Recorded data:
——

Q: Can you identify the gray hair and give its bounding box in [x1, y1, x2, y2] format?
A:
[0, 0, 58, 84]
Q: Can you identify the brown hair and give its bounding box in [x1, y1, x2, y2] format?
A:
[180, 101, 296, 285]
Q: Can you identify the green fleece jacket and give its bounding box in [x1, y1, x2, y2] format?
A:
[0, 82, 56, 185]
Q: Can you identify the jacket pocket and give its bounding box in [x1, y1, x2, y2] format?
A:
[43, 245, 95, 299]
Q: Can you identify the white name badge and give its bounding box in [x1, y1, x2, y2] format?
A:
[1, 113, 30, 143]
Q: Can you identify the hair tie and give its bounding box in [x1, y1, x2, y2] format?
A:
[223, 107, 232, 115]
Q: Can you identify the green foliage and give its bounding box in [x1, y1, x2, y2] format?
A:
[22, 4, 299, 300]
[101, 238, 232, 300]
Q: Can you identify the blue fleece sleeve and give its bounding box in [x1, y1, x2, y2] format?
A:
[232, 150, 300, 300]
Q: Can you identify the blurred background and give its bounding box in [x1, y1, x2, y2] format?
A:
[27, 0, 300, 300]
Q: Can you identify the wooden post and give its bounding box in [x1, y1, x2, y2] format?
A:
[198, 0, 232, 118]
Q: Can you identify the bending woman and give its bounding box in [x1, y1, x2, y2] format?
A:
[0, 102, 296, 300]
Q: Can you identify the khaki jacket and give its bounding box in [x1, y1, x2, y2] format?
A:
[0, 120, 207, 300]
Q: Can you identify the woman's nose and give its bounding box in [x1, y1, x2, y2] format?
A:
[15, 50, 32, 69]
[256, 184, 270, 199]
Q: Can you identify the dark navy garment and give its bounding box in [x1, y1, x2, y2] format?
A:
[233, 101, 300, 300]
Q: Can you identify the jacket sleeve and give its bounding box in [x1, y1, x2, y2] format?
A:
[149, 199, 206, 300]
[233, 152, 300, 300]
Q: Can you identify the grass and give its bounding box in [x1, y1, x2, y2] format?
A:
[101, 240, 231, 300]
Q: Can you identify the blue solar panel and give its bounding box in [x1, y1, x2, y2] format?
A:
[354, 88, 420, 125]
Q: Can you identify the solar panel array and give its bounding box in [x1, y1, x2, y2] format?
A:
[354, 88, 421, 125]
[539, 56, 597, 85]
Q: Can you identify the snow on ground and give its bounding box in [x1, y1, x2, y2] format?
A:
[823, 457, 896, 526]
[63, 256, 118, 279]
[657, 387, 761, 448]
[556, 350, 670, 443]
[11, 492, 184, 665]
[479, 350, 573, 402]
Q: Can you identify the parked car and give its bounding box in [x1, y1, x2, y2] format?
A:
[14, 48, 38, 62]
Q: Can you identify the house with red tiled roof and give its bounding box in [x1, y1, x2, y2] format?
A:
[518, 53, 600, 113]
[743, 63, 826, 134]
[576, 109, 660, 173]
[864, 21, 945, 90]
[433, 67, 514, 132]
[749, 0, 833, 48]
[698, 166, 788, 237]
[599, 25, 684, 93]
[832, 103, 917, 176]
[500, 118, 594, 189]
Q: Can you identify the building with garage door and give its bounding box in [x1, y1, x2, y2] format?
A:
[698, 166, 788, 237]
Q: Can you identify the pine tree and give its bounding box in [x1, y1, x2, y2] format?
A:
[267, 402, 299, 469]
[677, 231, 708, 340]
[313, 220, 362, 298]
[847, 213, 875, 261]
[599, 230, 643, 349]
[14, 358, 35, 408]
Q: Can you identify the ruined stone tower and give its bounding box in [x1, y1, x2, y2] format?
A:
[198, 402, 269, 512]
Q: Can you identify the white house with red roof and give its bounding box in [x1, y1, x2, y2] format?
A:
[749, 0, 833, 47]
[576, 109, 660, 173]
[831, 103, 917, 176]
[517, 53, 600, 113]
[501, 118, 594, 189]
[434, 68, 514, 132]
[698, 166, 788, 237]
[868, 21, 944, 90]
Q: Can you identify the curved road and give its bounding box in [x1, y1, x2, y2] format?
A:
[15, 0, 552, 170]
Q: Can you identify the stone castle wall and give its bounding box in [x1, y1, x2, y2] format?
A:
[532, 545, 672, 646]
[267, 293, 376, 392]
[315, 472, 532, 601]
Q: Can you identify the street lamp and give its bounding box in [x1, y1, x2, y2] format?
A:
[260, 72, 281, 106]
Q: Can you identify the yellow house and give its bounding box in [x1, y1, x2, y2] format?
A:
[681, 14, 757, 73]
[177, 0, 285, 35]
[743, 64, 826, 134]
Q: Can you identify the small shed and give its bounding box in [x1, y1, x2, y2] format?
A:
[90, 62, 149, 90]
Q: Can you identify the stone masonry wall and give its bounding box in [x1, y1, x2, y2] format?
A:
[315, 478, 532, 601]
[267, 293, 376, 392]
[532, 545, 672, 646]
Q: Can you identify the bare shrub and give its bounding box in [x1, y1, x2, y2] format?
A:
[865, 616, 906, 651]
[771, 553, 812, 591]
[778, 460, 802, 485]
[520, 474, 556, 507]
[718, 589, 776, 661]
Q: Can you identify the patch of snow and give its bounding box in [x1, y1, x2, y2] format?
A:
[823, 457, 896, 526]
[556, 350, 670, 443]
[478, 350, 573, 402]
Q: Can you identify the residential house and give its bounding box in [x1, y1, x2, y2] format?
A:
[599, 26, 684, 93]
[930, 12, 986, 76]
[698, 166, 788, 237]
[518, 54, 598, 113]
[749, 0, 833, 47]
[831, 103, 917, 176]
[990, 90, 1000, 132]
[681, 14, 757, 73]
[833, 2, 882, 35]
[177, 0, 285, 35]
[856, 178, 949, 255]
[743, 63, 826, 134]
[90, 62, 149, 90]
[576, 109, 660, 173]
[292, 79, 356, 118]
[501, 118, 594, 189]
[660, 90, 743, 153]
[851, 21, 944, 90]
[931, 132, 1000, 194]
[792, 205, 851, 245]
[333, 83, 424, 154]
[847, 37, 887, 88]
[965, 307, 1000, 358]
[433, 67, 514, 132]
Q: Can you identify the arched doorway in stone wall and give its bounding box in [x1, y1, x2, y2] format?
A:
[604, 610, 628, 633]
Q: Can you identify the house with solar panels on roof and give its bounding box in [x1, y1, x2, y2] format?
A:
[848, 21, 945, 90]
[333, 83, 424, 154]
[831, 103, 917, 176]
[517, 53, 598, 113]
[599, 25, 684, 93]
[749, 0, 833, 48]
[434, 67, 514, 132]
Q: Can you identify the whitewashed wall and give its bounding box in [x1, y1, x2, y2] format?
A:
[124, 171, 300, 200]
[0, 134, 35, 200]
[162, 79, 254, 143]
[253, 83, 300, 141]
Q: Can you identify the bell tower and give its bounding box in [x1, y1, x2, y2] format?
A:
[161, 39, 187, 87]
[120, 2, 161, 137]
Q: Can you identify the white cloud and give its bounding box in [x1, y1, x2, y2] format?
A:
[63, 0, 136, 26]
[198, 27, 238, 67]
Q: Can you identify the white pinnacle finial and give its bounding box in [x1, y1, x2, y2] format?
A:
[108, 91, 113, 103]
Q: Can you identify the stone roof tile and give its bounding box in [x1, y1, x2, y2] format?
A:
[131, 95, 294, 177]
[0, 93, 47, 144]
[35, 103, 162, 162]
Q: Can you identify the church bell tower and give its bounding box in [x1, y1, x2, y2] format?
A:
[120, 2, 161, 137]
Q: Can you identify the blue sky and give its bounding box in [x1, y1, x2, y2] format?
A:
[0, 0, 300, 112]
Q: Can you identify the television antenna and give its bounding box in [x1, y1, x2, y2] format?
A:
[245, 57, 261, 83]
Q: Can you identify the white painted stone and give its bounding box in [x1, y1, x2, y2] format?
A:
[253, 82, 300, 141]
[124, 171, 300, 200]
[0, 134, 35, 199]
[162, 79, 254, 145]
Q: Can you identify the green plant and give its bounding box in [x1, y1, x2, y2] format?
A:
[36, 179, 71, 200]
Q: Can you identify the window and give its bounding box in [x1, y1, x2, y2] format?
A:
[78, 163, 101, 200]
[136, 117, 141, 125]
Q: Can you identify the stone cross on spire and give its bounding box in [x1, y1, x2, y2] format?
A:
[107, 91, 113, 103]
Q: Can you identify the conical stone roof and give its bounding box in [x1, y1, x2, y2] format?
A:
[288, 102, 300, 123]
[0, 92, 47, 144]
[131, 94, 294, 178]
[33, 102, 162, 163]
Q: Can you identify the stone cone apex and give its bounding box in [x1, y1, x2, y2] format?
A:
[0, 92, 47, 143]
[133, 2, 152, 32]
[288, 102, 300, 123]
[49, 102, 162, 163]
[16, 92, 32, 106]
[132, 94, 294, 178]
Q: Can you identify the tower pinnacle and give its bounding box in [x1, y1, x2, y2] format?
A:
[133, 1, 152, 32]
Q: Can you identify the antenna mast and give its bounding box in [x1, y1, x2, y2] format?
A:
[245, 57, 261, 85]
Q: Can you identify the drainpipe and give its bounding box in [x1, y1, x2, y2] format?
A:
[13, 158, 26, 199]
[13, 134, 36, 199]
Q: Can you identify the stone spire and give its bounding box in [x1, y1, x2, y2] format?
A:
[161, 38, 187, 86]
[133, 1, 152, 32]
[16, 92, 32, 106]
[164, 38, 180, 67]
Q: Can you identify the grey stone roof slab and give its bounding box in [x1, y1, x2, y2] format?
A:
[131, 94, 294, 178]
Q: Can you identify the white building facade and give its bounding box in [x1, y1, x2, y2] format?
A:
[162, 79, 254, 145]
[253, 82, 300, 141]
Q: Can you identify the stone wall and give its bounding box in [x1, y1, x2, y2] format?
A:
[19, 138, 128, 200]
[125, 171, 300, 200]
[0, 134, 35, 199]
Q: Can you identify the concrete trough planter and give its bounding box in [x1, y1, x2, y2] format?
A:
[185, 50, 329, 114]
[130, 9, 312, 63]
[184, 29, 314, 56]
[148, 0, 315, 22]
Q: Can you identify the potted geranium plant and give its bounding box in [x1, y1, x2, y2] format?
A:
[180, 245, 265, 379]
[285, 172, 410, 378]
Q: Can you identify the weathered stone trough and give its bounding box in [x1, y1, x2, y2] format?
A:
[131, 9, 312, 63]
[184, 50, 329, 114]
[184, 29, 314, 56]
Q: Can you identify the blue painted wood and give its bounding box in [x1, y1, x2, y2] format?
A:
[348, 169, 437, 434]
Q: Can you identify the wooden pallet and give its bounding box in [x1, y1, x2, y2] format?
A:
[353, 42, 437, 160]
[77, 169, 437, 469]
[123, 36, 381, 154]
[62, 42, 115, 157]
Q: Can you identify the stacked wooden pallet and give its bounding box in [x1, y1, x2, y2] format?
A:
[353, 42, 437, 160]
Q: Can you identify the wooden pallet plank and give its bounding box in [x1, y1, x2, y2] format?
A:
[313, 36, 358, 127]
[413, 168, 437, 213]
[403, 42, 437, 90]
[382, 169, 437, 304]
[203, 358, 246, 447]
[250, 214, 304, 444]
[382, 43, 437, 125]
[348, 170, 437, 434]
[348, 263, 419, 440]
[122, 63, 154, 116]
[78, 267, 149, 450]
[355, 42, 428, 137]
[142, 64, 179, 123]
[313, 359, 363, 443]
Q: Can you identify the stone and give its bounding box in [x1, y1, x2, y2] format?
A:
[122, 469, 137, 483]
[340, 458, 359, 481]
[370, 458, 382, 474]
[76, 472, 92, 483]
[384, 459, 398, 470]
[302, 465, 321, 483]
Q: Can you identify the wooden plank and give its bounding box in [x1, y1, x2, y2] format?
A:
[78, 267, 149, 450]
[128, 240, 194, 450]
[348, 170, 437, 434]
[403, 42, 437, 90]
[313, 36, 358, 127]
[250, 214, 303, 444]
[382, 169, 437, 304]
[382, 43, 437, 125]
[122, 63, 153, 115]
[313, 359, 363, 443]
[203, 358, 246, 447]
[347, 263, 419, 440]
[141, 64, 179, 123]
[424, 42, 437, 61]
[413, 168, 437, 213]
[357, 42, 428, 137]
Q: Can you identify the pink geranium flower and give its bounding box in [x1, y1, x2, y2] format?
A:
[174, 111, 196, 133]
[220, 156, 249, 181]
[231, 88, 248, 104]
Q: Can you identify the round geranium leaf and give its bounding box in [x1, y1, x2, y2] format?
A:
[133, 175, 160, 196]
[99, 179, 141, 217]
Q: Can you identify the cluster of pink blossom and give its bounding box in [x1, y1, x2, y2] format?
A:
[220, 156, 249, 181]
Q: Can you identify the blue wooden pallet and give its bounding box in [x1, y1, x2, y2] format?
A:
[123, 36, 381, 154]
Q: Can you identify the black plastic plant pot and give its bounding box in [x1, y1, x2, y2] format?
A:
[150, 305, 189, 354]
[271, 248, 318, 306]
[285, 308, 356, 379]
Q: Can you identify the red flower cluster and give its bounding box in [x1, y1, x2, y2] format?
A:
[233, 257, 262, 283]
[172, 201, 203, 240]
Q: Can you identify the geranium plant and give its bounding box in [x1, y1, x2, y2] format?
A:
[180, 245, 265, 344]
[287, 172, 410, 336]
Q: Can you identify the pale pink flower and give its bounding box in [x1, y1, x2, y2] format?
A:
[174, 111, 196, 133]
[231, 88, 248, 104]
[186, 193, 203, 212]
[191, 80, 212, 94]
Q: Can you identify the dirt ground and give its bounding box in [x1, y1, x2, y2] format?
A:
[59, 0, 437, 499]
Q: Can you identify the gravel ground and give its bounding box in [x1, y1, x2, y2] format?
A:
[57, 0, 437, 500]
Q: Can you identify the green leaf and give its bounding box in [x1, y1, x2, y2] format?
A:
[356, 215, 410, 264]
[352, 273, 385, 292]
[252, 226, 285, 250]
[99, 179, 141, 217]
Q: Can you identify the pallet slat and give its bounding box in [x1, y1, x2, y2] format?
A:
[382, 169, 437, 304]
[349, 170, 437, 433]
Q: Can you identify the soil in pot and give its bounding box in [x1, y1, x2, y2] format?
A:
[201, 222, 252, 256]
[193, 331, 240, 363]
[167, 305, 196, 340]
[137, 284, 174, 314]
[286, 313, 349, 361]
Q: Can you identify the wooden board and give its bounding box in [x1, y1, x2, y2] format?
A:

——

-- Written problem --
Copy the lines from the one containing "Q: Can you identify the pallet" through the end of the rows, both ends included, and replace "soil in pot" with "potting soil". Leave everything else unchanged.

-- Solution --
Q: Can you identify the pallet slat and give its bounding box in [x1, y1, x2, y2] format?
A:
[382, 169, 437, 304]
[349, 170, 437, 433]
Q: Can you identify the potting soil and give its bounding box in [x1, y1, x2, y2] format?
A:
[201, 222, 252, 256]
[193, 331, 240, 363]
[167, 305, 196, 340]
[137, 284, 174, 314]
[286, 313, 349, 361]
Q: Can you identify the wooden board and give its bounding box in [x1, y1, x2, y2] format?
A:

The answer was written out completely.